Instructions to follow — Which lines of the data contain the string "fishing"? Copy every one.

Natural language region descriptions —
Start of Block
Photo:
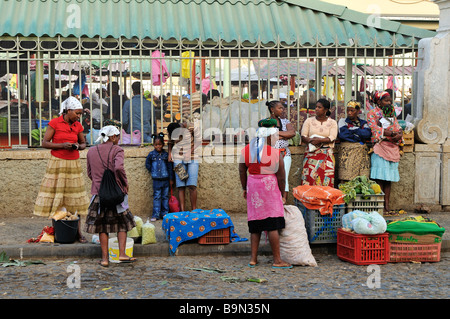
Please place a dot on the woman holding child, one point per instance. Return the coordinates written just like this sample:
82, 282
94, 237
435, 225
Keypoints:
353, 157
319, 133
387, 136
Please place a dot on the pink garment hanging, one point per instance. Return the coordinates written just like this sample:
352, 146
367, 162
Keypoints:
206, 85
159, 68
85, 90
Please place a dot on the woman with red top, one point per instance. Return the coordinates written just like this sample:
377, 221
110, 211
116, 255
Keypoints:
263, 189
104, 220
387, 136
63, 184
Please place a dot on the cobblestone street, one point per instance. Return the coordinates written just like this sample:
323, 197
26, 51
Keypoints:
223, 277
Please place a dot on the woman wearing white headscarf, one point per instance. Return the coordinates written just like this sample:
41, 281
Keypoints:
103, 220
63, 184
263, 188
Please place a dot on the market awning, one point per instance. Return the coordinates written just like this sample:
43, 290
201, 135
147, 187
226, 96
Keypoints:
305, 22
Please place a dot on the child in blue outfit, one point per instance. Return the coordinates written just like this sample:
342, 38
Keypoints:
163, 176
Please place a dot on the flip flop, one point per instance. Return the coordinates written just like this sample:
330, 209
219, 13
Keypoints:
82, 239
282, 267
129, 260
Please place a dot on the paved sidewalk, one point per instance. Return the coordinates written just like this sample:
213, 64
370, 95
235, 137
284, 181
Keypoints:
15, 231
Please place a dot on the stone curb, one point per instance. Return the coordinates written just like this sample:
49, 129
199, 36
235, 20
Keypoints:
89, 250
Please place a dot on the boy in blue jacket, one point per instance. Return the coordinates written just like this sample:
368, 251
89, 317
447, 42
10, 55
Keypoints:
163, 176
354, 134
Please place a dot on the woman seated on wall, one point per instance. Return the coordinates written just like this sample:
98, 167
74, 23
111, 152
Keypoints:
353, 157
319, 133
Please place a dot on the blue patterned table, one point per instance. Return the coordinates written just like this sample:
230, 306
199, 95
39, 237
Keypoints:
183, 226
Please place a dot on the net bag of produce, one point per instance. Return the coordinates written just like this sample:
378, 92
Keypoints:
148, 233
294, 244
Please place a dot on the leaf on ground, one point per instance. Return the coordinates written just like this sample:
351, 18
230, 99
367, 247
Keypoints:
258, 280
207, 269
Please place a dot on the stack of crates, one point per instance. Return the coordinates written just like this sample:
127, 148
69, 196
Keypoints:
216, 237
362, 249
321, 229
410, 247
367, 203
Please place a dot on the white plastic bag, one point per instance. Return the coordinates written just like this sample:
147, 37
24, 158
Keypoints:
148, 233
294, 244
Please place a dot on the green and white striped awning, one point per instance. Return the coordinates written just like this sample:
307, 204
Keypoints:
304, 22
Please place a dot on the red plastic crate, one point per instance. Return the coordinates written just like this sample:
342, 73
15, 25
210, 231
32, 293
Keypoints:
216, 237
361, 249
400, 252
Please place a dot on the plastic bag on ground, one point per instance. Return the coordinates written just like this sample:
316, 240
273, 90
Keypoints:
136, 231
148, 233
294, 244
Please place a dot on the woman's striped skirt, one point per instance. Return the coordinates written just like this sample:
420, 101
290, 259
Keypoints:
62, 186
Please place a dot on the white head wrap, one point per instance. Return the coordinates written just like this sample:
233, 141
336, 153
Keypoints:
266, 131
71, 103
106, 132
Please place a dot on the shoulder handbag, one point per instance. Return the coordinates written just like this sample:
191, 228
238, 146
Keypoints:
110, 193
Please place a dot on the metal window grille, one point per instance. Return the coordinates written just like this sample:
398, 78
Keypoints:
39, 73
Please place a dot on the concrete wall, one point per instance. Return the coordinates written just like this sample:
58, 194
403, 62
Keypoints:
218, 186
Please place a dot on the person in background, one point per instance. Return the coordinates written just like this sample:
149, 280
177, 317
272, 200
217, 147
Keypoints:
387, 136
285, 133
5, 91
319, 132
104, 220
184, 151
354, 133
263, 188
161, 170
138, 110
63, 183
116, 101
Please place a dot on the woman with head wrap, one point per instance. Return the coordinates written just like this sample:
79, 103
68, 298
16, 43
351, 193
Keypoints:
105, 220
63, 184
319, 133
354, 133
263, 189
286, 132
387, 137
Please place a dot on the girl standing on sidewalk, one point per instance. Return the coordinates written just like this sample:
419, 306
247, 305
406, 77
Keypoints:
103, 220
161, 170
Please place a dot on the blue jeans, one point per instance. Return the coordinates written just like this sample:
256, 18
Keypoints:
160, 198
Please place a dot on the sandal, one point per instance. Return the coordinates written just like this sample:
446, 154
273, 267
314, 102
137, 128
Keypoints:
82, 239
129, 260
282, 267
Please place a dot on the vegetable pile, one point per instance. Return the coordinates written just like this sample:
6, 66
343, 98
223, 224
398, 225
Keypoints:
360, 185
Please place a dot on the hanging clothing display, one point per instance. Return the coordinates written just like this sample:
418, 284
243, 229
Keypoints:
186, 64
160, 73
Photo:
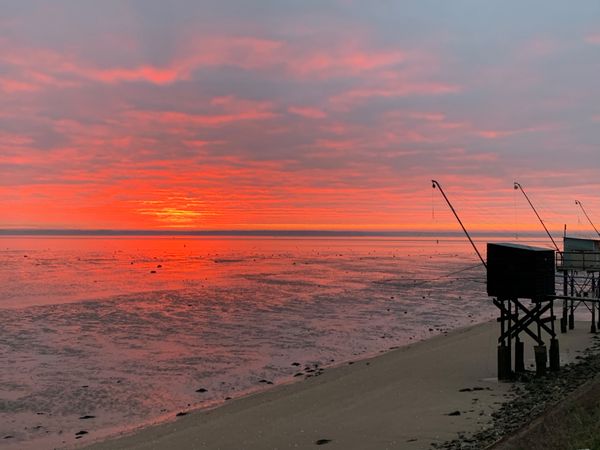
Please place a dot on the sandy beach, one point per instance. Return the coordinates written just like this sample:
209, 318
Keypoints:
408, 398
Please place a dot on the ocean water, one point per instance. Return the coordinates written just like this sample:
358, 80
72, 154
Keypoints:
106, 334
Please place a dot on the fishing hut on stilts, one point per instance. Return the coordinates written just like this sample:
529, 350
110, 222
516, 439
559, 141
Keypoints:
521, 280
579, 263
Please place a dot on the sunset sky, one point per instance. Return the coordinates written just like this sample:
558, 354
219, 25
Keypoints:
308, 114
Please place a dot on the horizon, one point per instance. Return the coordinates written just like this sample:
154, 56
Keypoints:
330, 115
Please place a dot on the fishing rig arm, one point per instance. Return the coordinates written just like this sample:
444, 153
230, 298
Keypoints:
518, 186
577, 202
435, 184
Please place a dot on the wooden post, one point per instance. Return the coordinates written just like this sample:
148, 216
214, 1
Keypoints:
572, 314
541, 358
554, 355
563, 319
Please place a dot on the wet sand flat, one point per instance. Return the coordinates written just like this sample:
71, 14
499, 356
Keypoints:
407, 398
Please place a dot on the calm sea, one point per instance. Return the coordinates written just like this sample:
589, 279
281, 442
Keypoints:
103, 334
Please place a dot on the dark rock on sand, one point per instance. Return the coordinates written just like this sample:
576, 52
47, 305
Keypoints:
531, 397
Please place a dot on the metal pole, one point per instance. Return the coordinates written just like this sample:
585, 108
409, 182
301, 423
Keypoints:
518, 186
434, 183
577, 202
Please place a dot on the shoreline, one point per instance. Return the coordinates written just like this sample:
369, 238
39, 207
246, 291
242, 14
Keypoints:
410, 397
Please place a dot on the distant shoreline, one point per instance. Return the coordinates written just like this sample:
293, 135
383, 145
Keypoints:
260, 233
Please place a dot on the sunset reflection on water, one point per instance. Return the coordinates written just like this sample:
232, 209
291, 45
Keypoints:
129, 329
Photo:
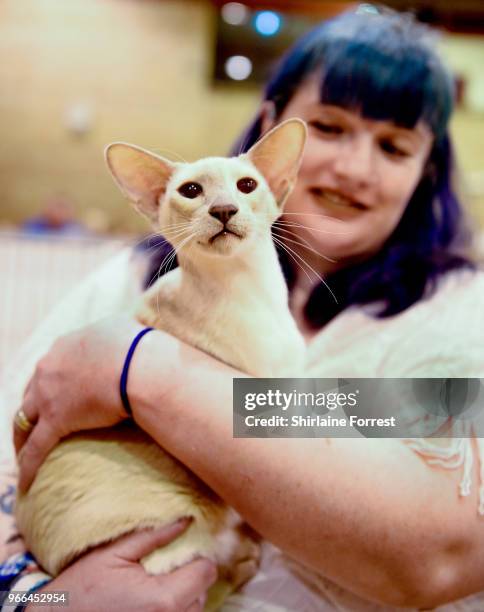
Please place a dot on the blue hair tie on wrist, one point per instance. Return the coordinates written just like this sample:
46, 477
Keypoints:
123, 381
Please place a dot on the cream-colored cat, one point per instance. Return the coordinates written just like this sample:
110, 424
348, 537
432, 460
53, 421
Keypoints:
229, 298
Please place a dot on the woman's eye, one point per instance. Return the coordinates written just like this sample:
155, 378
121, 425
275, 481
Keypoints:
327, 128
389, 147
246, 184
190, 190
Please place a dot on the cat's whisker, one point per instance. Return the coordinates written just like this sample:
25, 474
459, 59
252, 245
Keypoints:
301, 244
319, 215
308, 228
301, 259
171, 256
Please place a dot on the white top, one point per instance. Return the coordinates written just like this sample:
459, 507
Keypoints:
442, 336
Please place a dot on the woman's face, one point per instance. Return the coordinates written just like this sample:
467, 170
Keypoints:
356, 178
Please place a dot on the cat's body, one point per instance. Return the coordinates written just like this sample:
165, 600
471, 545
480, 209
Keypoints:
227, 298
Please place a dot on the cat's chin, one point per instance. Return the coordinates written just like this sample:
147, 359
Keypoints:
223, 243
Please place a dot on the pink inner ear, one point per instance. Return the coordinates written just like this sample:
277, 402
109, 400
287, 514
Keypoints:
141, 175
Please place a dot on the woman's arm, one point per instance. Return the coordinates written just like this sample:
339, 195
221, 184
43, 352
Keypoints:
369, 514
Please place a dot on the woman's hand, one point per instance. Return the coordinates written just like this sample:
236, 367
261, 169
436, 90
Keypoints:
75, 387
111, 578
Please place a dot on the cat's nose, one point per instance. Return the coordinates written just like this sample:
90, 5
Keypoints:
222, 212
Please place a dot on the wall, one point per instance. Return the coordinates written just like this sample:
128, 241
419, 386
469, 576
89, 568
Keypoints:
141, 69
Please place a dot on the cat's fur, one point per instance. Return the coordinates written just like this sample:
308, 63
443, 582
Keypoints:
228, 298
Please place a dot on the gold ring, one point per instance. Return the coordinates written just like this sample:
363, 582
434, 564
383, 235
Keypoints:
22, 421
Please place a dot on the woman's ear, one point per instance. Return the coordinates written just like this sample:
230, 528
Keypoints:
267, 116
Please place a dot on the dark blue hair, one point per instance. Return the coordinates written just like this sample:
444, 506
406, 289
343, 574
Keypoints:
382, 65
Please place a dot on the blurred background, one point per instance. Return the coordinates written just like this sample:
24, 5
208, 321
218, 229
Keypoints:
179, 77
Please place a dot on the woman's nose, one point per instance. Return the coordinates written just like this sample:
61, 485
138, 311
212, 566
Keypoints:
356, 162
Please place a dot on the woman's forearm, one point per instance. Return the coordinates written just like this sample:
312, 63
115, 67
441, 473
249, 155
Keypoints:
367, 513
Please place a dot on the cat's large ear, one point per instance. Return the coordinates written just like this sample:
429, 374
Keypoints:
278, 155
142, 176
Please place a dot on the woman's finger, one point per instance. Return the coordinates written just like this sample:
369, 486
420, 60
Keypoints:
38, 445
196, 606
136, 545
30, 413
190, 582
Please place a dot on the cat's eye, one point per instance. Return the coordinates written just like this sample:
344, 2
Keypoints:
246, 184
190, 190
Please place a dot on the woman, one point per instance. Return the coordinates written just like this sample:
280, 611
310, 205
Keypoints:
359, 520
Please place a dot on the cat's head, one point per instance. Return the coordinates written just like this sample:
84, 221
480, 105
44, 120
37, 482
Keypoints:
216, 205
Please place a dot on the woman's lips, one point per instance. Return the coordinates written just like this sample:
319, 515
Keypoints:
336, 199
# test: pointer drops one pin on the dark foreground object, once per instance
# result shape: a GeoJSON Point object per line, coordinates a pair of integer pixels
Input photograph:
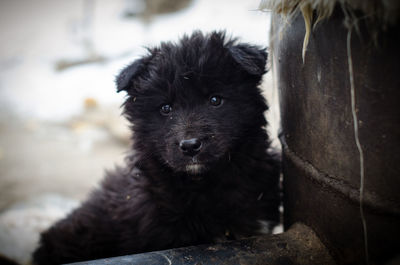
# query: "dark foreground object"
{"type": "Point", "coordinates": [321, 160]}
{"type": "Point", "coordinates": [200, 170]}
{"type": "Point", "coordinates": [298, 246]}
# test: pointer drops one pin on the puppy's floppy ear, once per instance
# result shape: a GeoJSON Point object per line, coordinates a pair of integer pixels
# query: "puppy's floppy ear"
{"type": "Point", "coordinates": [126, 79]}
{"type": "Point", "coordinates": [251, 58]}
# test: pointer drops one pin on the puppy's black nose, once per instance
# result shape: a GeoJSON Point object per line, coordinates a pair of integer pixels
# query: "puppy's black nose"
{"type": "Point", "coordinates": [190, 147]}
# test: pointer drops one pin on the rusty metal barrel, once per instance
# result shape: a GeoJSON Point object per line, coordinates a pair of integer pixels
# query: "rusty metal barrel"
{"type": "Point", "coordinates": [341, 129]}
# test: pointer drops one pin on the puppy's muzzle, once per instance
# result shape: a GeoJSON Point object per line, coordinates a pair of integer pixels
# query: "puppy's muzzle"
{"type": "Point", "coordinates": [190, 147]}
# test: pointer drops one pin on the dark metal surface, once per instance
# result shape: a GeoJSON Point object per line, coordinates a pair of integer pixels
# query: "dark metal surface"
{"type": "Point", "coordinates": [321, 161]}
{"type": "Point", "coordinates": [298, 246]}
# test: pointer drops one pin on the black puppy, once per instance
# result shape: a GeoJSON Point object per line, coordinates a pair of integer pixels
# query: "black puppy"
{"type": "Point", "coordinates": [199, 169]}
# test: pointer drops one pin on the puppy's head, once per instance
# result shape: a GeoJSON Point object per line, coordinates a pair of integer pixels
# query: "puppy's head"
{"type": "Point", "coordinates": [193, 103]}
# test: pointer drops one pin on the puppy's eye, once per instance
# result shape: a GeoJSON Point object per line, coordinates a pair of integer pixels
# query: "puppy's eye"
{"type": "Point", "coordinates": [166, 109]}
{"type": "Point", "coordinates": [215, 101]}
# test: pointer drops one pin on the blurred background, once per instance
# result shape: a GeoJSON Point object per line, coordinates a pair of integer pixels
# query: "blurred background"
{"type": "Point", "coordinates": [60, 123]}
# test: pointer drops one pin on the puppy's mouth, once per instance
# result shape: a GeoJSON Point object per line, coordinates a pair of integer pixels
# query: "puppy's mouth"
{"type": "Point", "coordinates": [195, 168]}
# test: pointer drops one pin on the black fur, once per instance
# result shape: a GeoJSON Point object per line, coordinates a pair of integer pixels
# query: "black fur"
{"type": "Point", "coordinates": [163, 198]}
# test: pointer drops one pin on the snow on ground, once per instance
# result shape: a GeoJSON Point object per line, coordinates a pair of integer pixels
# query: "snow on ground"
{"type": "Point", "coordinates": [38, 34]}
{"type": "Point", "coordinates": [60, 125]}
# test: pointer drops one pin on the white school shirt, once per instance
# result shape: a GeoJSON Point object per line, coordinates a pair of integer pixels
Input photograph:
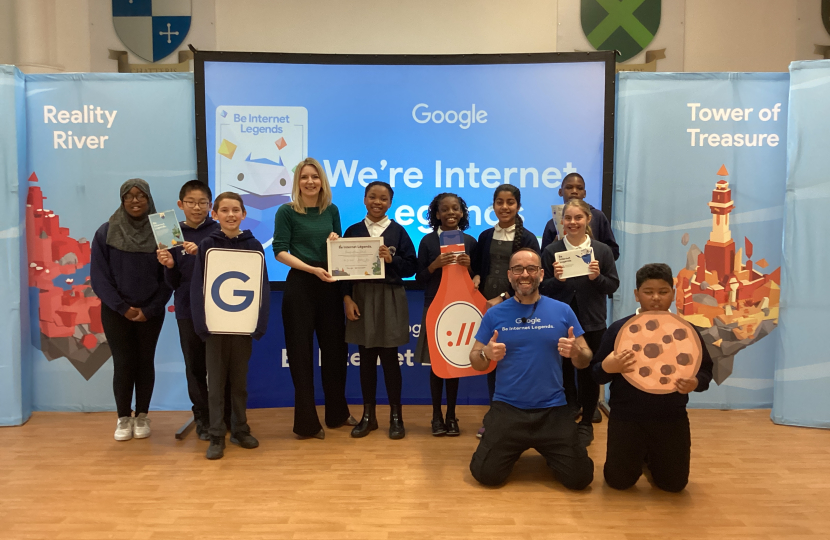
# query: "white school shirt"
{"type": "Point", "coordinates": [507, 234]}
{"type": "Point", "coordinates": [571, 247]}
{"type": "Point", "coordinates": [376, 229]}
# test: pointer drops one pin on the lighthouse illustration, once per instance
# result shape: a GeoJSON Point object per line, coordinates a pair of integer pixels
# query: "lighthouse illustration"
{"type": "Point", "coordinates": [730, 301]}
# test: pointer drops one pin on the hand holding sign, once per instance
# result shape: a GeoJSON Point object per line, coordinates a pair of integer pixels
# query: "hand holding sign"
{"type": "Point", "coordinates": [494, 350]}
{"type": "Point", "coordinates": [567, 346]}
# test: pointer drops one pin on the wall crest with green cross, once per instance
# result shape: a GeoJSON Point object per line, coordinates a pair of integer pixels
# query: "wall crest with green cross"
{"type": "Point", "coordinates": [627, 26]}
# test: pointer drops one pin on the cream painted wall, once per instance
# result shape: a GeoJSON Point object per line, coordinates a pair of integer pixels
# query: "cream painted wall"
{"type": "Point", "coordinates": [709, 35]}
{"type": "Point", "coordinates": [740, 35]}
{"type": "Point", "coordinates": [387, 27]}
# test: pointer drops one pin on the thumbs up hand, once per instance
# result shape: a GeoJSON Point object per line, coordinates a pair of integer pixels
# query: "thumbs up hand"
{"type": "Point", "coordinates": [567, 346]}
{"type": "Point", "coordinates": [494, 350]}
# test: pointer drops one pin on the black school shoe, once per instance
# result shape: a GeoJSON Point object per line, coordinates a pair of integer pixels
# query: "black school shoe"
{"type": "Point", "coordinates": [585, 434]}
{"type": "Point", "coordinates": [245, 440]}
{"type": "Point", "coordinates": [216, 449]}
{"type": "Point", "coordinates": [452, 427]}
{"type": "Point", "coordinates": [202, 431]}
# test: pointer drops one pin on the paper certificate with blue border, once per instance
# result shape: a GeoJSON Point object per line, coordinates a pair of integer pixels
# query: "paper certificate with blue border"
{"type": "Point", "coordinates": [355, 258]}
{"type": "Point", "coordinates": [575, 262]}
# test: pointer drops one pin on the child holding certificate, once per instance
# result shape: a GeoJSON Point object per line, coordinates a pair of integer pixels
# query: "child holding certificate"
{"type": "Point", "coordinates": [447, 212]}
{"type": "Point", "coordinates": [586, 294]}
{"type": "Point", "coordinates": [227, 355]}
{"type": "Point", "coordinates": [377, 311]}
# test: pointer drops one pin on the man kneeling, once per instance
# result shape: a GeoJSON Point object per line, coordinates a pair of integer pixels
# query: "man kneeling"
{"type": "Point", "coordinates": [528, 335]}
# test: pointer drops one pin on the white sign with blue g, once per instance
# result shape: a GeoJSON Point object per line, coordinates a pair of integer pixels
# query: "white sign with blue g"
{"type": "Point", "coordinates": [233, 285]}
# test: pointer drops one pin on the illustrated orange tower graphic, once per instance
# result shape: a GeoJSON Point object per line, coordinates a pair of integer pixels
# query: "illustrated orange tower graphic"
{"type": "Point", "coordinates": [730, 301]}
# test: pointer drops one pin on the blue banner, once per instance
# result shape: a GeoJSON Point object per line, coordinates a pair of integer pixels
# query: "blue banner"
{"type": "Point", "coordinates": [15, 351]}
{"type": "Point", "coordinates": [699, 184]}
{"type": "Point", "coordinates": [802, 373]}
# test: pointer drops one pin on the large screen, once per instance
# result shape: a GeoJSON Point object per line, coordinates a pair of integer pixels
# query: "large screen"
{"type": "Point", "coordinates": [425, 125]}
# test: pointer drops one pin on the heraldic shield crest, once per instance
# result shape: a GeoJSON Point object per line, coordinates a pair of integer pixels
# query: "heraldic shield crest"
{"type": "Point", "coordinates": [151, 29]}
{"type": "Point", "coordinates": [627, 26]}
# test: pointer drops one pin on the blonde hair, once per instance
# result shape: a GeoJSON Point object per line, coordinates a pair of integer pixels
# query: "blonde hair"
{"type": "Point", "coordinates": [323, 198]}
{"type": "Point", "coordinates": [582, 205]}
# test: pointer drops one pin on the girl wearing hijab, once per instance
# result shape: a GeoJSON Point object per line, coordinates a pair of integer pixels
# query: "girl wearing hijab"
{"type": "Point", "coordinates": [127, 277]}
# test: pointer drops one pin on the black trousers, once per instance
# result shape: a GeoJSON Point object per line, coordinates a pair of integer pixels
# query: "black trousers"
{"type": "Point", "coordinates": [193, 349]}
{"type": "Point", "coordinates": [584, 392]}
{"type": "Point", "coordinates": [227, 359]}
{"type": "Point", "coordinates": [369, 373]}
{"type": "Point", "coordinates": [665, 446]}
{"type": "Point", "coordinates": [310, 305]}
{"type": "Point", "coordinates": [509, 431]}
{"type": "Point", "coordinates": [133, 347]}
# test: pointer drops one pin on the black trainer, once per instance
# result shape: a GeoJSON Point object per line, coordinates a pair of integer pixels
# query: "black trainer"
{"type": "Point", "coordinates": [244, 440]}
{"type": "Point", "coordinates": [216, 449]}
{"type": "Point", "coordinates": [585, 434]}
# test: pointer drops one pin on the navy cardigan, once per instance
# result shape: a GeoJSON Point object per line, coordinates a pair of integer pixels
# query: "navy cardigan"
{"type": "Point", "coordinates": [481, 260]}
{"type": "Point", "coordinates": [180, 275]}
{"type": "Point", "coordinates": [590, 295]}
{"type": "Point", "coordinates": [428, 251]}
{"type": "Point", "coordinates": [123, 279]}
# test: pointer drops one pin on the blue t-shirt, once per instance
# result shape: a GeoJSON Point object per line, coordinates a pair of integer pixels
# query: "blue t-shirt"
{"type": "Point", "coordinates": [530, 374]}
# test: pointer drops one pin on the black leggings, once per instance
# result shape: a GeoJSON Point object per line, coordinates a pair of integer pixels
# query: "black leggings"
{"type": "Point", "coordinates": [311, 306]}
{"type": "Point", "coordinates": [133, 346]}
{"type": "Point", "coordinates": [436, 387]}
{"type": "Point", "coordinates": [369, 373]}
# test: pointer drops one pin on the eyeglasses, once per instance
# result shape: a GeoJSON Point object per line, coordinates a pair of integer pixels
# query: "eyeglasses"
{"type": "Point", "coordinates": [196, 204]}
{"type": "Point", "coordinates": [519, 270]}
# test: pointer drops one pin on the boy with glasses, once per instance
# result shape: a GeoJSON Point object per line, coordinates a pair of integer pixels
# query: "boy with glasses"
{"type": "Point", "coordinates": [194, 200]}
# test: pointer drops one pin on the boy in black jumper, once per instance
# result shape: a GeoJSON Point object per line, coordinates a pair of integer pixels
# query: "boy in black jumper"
End of Block
Result for this task —
Please place a dot on the fishing hut on stilts, one point per instance. Return the coordinates written just like this sample:
Please place a dot on the fishing rig arm, one point per instance. Return the coordinates written just like this sample:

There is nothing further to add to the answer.